Provided information
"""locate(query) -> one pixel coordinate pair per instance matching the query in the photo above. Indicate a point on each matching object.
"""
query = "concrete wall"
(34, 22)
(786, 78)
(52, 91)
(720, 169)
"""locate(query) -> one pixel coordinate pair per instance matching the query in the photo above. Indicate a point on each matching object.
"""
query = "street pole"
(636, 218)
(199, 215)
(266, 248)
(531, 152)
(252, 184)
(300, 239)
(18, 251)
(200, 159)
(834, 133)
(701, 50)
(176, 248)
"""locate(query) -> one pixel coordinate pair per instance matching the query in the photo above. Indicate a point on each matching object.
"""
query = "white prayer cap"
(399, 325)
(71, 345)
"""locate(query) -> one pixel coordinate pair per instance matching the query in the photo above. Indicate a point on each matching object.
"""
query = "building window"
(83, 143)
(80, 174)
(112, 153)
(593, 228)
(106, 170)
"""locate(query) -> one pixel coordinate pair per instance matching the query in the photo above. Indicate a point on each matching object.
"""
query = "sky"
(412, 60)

Assignment
Give the data again, exactly as it appears above.

Written response
"""locate(query) -> one pixel coordinate pair per instance matching the query in the photo above. Indicate a point on each matching object.
"""
query = "concrete wall"
(34, 22)
(786, 78)
(52, 91)
(720, 169)
"""locate(query) -> one pixel coordinate pair per instance matching the query in the photo above. Indicate a point on each matching object.
"""
query = "street pole"
(636, 218)
(199, 215)
(266, 248)
(531, 152)
(252, 184)
(300, 239)
(18, 251)
(200, 159)
(834, 133)
(701, 50)
(176, 248)
"""locate(query) -> one pixel coordinate pair per instance matching the query in the photo above. Indicate a point on each matching object.
"""
query = "white prayer cap"
(399, 325)
(71, 345)
"""locate(query) -> one pixel coordinate pair per instance matching the query in the photo above. Indicate a point on each matching object.
"""
query = "building window"
(83, 143)
(80, 174)
(112, 153)
(593, 228)
(106, 170)
"""locate(query) -> one pixel coordinate pair per instance matching the query in the photo above. Indicate a point on each matching object.
"""
query = "sky"
(412, 60)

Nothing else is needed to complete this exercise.